> **Problem set**
[1] In the passage on random networks below, rewrite the paragraph beginning "The size of the largest network stays quite small" as a short bulleted list that keeps its main facts.
[2] For each statement below, answer yes or no according to the passage on random networks, and quote the words from it that decide the answer.
(a) The book Kaufman uses for the button example is titled At Home in the Universe.
(b) The size of the largest network rises in a smooth ratio against the ratio of threads to buttons.
(c) In topology, the threads are called nodes.
[3] According to the passage on random networks below, at roughly what ratio of threads to buttons does the largest network begin to grow rapidly?

> **Selected passage**
● ● ●
Until you have a definition that explains how the order comes from the non-order...you randomites have a useless definition.
How many times does it have to be repeated to you? What part of the law of large numbers do you not get?
Wikipedia's definition is pretty good: "...as the number of independent repetitions of the experiment grows, the average of the observed outcomes approaches the average of all possible outcomes." It's just that simple.
If you want an interesting example, as opposed to that one, but one which is also related to evolution, try the topological problem of the nodes and edges, which Kaufman uses in his book,
At Home in the Universe:
Take a box of buttons (in topology, those are called "nodes"). Throw the buttons on the floor. Pick up two buttons at random and connect them with a thread (in topology, the threads are called "edges"). Put them back where you got them. Pick up another two and connect them and put them back. Keep doing that.
The question is, how does the size of the largest interconnected network of buttons vary against the ratio of strings to buttons? The answer is highly counter-intuitive. It is not a smooth ratio; it is the sigma curve.
The size of the largest network stays quite small compared to the ratio of threads to buttons as the number of connections increases; up until the ratio gets to about 45%. At that point, the size of the largest network increases rapidly, from a few percent to over 95% of all the buttons being members of a single network, as the ratio of threads to buttons moves to 55%. After that, the size of the largest network varies only a little.
Now there's complex, orderly behavior emerging smoothly and naturally from underlying random behavior. It's a topological feature of all networks; and in fact, Kaufman has shown that this simple model may explain the evolution of proteins into
auto-catalytic networks capable of consuming, metabolizing, excreting, and reproducing.
● ● ●
> **Dataset entries**
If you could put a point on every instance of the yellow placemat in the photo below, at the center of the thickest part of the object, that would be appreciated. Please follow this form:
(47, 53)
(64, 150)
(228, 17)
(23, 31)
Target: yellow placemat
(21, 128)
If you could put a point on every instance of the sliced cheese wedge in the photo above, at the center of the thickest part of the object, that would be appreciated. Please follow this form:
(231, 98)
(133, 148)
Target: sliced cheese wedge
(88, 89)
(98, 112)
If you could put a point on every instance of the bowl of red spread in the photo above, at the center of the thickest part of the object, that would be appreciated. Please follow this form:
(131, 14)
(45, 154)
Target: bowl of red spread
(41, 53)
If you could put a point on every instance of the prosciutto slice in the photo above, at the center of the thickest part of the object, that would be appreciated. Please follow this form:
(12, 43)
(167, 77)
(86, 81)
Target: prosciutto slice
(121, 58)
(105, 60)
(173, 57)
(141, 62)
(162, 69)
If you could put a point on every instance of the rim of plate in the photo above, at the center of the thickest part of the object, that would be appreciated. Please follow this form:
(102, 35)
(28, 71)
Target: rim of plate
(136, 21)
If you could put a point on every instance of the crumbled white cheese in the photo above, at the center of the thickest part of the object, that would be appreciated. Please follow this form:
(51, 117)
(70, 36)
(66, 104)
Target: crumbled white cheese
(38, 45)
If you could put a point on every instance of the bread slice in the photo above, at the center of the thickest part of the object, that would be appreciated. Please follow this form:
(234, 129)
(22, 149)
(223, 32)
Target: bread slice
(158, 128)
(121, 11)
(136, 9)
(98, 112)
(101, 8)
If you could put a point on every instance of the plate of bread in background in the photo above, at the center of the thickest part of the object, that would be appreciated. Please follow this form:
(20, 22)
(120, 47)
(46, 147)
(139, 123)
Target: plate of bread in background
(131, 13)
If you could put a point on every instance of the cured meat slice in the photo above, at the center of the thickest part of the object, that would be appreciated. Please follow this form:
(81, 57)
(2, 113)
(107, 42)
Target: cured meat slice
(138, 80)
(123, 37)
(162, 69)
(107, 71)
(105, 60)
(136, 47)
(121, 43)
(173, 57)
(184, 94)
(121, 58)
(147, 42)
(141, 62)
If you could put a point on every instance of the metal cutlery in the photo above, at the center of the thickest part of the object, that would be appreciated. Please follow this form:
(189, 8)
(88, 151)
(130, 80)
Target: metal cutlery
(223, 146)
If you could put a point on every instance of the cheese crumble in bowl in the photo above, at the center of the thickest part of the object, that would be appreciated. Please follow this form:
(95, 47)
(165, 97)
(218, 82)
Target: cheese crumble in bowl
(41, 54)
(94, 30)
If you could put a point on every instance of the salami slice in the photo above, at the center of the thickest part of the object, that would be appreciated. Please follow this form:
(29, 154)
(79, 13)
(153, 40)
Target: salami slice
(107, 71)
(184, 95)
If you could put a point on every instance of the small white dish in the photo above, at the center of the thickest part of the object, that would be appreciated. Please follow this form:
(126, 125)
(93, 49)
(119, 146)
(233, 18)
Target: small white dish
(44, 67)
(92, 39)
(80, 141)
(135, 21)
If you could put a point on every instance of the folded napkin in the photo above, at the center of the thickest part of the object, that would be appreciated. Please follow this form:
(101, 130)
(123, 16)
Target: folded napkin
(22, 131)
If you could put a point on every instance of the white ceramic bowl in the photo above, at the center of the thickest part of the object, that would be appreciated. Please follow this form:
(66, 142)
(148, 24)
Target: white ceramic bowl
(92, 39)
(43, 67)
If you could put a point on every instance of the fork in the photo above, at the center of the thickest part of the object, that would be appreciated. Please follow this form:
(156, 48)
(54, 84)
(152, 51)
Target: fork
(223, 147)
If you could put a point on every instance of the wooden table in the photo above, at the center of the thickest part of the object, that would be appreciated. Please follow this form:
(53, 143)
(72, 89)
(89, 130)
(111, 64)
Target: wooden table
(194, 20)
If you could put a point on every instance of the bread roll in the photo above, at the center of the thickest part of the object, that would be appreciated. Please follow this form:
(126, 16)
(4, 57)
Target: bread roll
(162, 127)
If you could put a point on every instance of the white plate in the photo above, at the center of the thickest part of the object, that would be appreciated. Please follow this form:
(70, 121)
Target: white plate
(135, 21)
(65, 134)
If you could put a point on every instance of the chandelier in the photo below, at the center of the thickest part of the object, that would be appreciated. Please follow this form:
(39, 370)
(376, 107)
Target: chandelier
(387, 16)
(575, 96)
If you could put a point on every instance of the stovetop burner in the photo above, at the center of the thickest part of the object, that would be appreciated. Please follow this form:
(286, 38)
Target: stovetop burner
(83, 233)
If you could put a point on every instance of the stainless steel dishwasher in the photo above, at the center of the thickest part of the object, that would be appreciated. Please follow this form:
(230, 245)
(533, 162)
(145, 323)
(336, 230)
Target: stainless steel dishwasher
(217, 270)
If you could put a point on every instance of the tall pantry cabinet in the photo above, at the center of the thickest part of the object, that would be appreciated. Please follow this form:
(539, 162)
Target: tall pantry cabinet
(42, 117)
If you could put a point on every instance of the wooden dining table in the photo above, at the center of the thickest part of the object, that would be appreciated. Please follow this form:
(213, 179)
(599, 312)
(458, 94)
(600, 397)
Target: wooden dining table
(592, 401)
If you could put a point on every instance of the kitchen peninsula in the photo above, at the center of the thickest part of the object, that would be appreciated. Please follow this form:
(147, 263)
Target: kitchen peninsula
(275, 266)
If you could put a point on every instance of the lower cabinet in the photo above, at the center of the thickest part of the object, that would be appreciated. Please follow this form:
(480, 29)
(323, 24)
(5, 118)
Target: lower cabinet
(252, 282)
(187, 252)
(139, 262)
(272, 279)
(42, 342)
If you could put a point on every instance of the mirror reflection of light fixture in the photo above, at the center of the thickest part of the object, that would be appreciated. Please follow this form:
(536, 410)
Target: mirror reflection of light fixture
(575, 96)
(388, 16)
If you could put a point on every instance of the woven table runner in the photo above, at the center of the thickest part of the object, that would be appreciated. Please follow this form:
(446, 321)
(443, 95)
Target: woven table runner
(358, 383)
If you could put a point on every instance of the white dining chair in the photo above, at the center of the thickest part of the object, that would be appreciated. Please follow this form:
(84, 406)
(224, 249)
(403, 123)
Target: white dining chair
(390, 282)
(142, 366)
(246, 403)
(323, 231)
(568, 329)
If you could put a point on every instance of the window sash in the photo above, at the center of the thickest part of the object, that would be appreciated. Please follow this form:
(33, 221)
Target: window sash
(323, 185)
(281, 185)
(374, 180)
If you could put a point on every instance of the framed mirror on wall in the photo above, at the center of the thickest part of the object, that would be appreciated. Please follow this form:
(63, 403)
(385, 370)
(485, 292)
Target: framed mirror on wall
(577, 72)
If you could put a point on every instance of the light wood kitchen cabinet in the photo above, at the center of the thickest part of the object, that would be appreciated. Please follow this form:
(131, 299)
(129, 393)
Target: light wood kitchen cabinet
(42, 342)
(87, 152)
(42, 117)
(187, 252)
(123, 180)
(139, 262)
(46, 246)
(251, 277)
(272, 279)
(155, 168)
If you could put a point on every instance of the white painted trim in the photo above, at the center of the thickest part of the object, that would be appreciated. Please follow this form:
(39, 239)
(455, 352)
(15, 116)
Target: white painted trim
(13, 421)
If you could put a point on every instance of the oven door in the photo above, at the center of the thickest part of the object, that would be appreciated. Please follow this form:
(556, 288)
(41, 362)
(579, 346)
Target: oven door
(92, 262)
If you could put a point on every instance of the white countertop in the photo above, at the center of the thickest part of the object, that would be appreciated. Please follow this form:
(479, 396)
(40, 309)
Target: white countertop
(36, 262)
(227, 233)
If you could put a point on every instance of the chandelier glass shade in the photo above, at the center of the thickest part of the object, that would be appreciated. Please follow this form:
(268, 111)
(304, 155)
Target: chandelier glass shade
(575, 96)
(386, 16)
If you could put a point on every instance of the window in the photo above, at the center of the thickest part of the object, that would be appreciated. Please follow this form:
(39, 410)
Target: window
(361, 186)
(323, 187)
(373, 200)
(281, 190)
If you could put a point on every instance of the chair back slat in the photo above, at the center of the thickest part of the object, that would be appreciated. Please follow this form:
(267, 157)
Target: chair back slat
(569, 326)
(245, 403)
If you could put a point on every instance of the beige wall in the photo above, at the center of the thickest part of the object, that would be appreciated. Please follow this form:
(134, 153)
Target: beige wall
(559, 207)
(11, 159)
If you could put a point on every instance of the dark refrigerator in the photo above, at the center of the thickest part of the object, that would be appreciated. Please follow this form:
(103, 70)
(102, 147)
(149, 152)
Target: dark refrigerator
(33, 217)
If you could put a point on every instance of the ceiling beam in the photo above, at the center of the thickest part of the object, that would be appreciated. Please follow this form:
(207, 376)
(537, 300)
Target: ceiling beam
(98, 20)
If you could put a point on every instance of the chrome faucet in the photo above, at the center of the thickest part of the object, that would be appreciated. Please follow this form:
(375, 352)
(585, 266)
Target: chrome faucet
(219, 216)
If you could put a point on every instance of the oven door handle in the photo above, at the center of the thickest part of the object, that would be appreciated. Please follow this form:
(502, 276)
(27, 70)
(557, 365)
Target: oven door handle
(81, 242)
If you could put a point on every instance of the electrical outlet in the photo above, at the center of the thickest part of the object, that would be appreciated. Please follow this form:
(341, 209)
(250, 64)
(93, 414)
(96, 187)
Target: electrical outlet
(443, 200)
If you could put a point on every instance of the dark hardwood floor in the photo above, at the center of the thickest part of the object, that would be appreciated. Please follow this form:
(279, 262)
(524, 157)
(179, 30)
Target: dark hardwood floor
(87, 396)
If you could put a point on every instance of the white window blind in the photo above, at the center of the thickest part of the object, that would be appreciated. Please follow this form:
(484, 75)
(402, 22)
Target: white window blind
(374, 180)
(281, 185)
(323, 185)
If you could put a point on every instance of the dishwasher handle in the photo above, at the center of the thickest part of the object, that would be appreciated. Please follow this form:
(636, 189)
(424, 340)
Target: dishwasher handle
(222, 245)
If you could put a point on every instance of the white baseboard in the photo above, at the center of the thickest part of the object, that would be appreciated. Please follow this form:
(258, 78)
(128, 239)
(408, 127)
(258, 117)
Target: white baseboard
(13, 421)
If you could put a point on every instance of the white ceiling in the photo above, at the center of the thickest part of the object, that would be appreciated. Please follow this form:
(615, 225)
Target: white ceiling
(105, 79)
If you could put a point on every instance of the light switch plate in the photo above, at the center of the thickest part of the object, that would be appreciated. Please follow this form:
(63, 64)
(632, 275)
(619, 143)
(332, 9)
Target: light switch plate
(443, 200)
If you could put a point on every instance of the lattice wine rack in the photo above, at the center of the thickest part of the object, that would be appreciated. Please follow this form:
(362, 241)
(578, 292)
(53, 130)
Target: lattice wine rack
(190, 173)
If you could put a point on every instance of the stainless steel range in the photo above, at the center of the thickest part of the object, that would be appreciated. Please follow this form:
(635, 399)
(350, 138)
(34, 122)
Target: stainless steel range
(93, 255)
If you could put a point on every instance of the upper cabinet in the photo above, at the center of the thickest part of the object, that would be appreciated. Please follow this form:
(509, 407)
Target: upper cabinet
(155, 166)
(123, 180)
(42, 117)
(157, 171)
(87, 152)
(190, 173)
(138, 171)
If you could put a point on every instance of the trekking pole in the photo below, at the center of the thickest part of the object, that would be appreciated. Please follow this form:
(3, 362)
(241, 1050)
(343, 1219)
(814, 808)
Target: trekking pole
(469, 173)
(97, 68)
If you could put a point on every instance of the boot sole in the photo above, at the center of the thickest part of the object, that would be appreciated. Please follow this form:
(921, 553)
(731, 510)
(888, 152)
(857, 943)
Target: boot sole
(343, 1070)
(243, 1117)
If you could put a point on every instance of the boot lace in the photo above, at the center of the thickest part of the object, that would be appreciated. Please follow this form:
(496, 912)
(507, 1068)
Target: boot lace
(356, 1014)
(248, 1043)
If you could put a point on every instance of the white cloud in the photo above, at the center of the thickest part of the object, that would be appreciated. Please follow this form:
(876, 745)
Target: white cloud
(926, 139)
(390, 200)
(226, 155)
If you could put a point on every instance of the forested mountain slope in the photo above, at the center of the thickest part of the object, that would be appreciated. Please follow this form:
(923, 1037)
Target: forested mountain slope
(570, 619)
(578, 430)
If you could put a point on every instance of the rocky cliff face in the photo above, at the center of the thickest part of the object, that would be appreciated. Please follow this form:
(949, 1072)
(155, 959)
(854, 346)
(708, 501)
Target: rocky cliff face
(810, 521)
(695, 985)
● ● ●
> **Written answers**
[1]
- As connections are added, the largest network stays small relative to the ratio of threads to buttons until that ratio reaches about 45%.
- Between about 45% and 55%, the largest network grows rapidly, from a few percent to over 95% of all the buttons.
- Beyond 55%, the size of the largest network changes only a little.

[2]
(a) Yes: "which Kaufman uses in his book," "At Home in the Universe"
(b) No: "It is not a smooth ratio; it is the sigma curve."
(c) No: "in topology, the threads are called "edges""

[3] At about 45%.